La révélation du « decca navigator » (construit,
comme son nom l’indique, par la fameuse usine de phonographes et d’appareils de
radio) annonce le début d’une ère entièrement nouvelle dans le domaine du
pilotage privé. Cette invention s’applique à la navigation sur tous les types
d’avions ou de bateaux.
Ces derniers temps, une grande publicité a été faite en
faveur du radar, mais le decca navigator est uniquement un appareil de radio et
non pas un radar. La plus importante caractéristique de cet appareil est la
suivante : sans nécessiter une manipulation aussi compliquée que le
« gee » ou le radar à l’heure actuelle, le decca navigator est cinq
fois plus précis et plus facile à manipuler ; il se signale, en outre, par
une grande rapidité de manœuvre.
Cette nouvelle invention sera, sans aucun doute, bien
accueillie par tous les membres du personnel navigant ; d’une importance
primordiale pour les gros transports de passagers et les appareils
ravitailleurs, elle obtiendra son maximum de succès auprès de l’aviation
privée. En effet, le pilote amateur d’avant guerre n’avait que les
connaissances les plus élémentaires sur le moyen de faire sa route. Il se
perdait fréquemment. Au contraire, le pilote d’après guerre dont l’appareil
sera équipé du decca navigator pourra déterminer la position de son avion avec
une certitude absolue, en rapportant la lecture de deux cadrans indicateurs à
une carte de navigation spéciale. Ce n’est pas plus difficile.

* _TRAVAIL À FAIRE_:
[a] Relevez tous les systèmes de navigation cités par leur nom dans le texte sur le decca navigator.
[b] Selon le texte sur le decca navigator, les affirmations suivantes sont-elles exactes ? (i) Le decca navigator est un radar. (ii) Le pilote amateur d’avant guerre se perdait souvent. (iii) Le pilote détermine sa position à partir de la lecture de deux cadrans indicateurs.
[c] Recopiez le passage du texte sur le decca navigator situé entre « La révélation du » et « ou de bateaux. », ces deux extrémités comprises.

* _ENREGISTREMENTS EXTRAITS_:
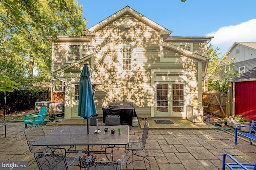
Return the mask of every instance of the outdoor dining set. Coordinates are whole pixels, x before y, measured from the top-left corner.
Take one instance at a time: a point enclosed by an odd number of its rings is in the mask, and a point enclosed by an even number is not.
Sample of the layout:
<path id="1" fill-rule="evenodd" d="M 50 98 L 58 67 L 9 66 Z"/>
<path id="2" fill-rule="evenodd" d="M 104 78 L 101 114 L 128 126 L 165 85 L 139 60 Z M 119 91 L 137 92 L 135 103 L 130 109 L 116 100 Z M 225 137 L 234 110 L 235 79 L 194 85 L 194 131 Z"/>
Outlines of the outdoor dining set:
<path id="1" fill-rule="evenodd" d="M 119 170 L 122 169 L 125 163 L 125 154 L 129 156 L 126 167 L 136 161 L 142 161 L 150 166 L 145 149 L 149 128 L 147 122 L 141 132 L 141 138 L 132 140 L 129 139 L 129 126 L 120 125 L 119 116 L 107 116 L 104 126 L 98 126 L 96 123 L 96 126 L 59 126 L 47 134 L 44 134 L 41 124 L 29 127 L 25 130 L 25 135 L 34 159 L 29 162 L 29 166 L 37 163 L 40 170 L 73 169 L 78 162 L 80 167 L 84 167 L 86 170 Z M 114 160 L 114 149 L 117 147 L 118 150 L 118 146 L 122 145 L 125 146 L 124 153 L 120 160 Z M 82 146 L 84 147 L 79 147 Z M 108 150 L 110 156 L 108 155 Z M 142 150 L 145 154 L 139 155 L 137 150 Z M 83 152 L 87 156 L 85 160 L 81 158 Z M 71 153 L 74 153 L 75 155 L 73 155 L 75 156 L 67 156 Z M 94 160 L 92 156 L 97 153 L 104 153 L 107 160 Z M 134 155 L 144 159 L 134 159 Z"/>

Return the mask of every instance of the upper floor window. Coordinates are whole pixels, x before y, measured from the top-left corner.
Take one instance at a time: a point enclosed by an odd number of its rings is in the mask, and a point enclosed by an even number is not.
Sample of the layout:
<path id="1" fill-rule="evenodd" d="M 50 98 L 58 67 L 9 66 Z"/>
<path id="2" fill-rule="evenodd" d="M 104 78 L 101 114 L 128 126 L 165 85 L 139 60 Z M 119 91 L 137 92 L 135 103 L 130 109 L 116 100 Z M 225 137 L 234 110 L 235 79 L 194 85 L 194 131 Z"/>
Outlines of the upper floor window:
<path id="1" fill-rule="evenodd" d="M 123 70 L 132 70 L 132 47 L 123 46 Z"/>
<path id="2" fill-rule="evenodd" d="M 70 45 L 69 46 L 68 61 L 79 60 L 80 56 L 79 45 Z"/>
<path id="3" fill-rule="evenodd" d="M 62 81 L 55 81 L 54 82 L 55 91 L 65 91 L 65 82 Z"/>
<path id="4" fill-rule="evenodd" d="M 83 52 L 92 52 L 92 45 L 83 45 Z"/>
<path id="5" fill-rule="evenodd" d="M 188 51 L 191 51 L 191 46 L 190 45 L 180 45 L 180 47 Z"/>
<path id="6" fill-rule="evenodd" d="M 239 67 L 239 74 L 242 74 L 245 72 L 245 67 Z"/>

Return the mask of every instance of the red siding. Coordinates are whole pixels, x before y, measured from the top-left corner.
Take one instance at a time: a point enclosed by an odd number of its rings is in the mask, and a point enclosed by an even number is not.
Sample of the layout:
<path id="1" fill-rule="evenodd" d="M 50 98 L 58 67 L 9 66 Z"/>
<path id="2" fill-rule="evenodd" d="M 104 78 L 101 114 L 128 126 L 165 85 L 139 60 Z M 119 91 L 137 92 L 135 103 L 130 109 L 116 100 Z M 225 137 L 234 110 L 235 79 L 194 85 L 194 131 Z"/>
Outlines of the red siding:
<path id="1" fill-rule="evenodd" d="M 236 115 L 256 120 L 256 81 L 236 82 Z"/>

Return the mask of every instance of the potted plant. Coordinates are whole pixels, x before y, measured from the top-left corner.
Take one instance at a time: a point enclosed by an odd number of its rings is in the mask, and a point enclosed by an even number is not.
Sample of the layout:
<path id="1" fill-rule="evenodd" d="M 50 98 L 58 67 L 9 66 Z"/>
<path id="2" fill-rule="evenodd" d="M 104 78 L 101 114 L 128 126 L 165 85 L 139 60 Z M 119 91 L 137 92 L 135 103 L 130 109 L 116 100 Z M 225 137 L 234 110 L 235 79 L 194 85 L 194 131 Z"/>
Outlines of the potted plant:
<path id="1" fill-rule="evenodd" d="M 50 123 L 55 123 L 56 120 L 57 120 L 57 115 L 55 114 L 55 111 L 48 111 L 47 114 L 48 114 L 48 120 Z"/>

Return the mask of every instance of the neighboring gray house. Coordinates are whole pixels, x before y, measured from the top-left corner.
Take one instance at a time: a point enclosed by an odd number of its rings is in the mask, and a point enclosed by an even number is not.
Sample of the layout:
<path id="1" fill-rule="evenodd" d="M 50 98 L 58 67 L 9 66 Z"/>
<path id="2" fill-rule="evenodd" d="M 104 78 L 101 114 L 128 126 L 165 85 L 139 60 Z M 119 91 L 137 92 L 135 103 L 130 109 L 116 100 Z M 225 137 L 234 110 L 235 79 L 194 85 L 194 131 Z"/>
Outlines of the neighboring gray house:
<path id="1" fill-rule="evenodd" d="M 256 66 L 256 42 L 235 42 L 226 54 L 223 57 L 228 57 L 230 60 L 235 58 L 233 62 L 235 65 L 232 68 L 239 74 Z M 224 65 L 222 66 L 225 66 L 224 70 L 228 69 L 227 67 L 231 67 Z M 223 72 L 222 70 L 221 73 Z"/>

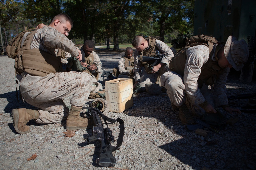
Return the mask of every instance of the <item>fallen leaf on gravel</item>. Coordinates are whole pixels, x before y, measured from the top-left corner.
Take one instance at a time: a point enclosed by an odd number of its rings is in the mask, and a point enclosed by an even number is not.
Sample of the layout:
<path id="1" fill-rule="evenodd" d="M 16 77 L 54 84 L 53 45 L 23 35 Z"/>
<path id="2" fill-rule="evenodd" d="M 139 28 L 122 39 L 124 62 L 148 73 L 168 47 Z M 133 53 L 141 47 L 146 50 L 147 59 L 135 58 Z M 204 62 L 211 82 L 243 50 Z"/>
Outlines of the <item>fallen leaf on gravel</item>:
<path id="1" fill-rule="evenodd" d="M 63 133 L 66 135 L 65 135 L 65 136 L 70 138 L 76 134 L 75 132 L 73 130 L 67 130 L 67 132 L 65 132 Z"/>
<path id="2" fill-rule="evenodd" d="M 28 161 L 30 161 L 30 160 L 33 160 L 36 159 L 36 157 L 37 156 L 37 155 L 36 155 L 36 153 L 35 153 L 35 154 L 33 154 L 32 155 L 32 156 L 30 157 L 29 158 L 28 158 L 27 159 L 27 160 Z"/>

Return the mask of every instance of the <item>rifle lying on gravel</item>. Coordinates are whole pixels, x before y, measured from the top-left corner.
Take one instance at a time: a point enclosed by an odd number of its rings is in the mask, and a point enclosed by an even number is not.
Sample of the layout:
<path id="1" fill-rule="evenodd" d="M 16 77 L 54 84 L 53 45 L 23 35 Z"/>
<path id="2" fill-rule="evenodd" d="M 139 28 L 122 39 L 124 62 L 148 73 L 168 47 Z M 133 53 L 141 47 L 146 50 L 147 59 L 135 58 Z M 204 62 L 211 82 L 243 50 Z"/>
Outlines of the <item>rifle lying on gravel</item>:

* _RÉPONSES DANS L’ORDRE_:
[a] Le decca navigator, le radar et le « gee ».

[b]
(i) Non : « le decca navigator est uniquement un appareil de radio et non pas un radar ».
(ii) Oui : « Il se perdait fréquemment. »
(iii) Oui : « en rapportant la lecture de deux cadrans indicateurs à une carte de navigation spéciale ».

[c]
La révélation du « decca navigator » (construit,
comme son nom l’indique, par la fameuse usine de phonographes et d’appareils de
radio) annonce le début d’une ère entièrement nouvelle dans le domaine du
pilotage privé. Cette invention s’applique à la navigation sur tous les types
d’avions ou de bateaux.